DOCUMENTO:
Questi due poli della lettura classica della vita e delle opere di Lenin, mito e incubo, potrebbero sembrare opposti, ma sono in realtà strettamente complementari. Difatti in entrambi i casi Lenin viene depotenziato ed espulso da qualsiasi lettura politica: è il profeta di un moderno vangelo per il diamat, il marxismo-leninismo di stampo staliniano, o, per la lettura democratica, è il demone, il dittatore, il feroce. Il risultato dell’equazione comunque non cambia: che sia un cadavere da venerare sotto una teca o un nemico da tempo dimenticato, «il rivoluzionario assoluto» è un oggetto morto, inutile, ingombrante, e per questo messo da parte.
Come emerge dal libro Lenin è, in realtà, il fulgido esempio della rivoluzione: perciò incute ancora timore. Quali che siano state le sue mancanze umane, politiche o strategiche, Lenin è l’uomo che per primo coglie il tempo e il luogo e impone l’esigenza della rivoluzione. Come lo fa? In un lungo percorso, ci spiega Carpi, e in una lunga serie di abbagli, intuizioni, ripensamenti, adattamenti. Sarà Lenin il politico che traghetterà il socialismo russo dal minoritarismo più assoluto al controllo di un territorio vastissimo, e sarà sempre lui che per iniziare questo percorso si inventerà, di fatto, un nuovo marxismo, andando contro tutti i vecchi e i nuovi compagni, creando una politica centrata sul connubio vincente tra spontaneità e organizzazione.

COMPITI ASSEGNATI:
1/ Riporta il tratto del documento su Lenin che va da "Come emerge dal" fino a "spontaneità e organizzazione.", sostituendo ogni occorrenza di "rivoluzione" con "insurrezione".
2/ Riprendi il documento su Lenin dal punto in cui si ferma e proseguilo.
Il materiale riportato qui sotto è indipendente dal documento.

MATERIALE DI PARTENZA:

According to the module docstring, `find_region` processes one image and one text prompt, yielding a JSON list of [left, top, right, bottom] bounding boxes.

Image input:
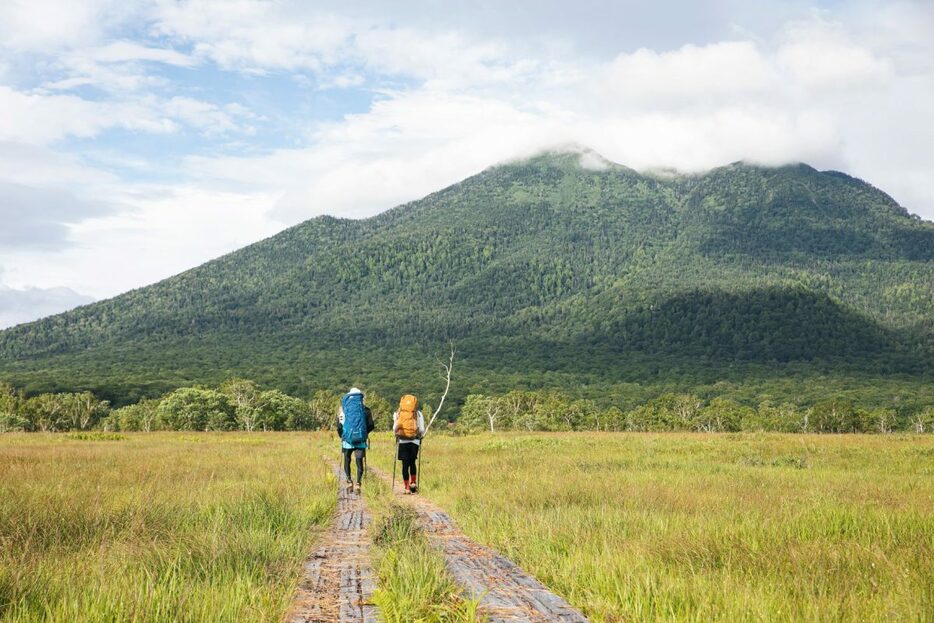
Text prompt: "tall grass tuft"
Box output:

RISPOSTE IN ORDINE:
1/
Come emerge dal libro Lenin è, in realtà, il fulgido esempio della insurrezione: perciò incute ancora timore. Quali che siano state le sue mancanze umane, politiche o strategiche, Lenin è l’uomo che per primo coglie il tempo e il luogo e impone l’esigenza della insurrezione. Come lo fa? In un lungo percorso, ci spiega Carpi, e in una lunga serie di abbagli, intuizioni, ripensamenti, adattamenti. Sarà Lenin il politico che traghetterà il socialismo russo dal minoritarismo più assoluto al controllo di un territorio vastissimo, e sarà sempre lui che per iniziare questo percorso si inventerà, di fatto, un nuovo marxismo, andando contro tutti i vecchi e i nuovi compagni, creando una politica centrata sul connubio vincente tra spontaneità e organizzazione.

2/
Lenin non era certamente interessato alla popolarità e anzi non si preoccupava minimamente di risultare sgradevole o pedante nei suoi lunghi attacchi ai menscevichi e ai socialdemocratici tedeschi. Come asseriva Marx: «Il nostro compito consiste in una critica inesorabile diretta anche più contro i nostri cosiddetti ‘amici’ che contro i nostri nemici dichiarati; e per assolverlo, rinunciamo volentieri a una popolarità democratica a buon mercato». Lenin prese alla lettera questa passione polemica di Marx, che non era una posa ma una lezione di metodo cruciale, uno stile della militanza che Lenin porterà fino in fondo, un ripensamento della polemica politica non come critica, quindi come esercizio intellettuale, ma più radicalmente come polemos, qualcosa che afferisce molto di più alla guerra che al confronto democratico. Questa sua sincerità politica non risparmiava però neanche i suoi più stretti compagni e anche per questo si ritrovò spesso in minoranza all’interno del suo stesso partito, prima nel POSDR non ancora diviso, poi anche tra i bolscevichi, e ad un certo punto anche nel Partito comunista assurto alla guida del paese. È noto che il compagno Bogdanov quando Lenin enunciò le sue Tesi di Aprile lo considerò seriamente pazzo e gli disse che «delirava». Kamenev invece si oppose talmente ferocemente alla presa del potere nell’Ottobre del 1917 che arrivò a sfiduciare Lenin su un giornale pubblico, mentre Trockij gli diede del teppista perché si opponeva all’idea di trasformare i sindacati in un organo statale militarizzato.
Il cammino del rivoluzionario è pertanto un cammino anche solitario, o almeno non al centro del benvolere dell’opinione pubblica, spesso lontano dall’amicizia, sicuramente non benvisto dalla società civile, «la merda» come la chiamava Lenin. La storia di Lenin è quindi una storia di esilio, di critiche feroci, ma anche di carisma, di centralità politica da una posizione numericamente minoritaria e di coraggio tattico.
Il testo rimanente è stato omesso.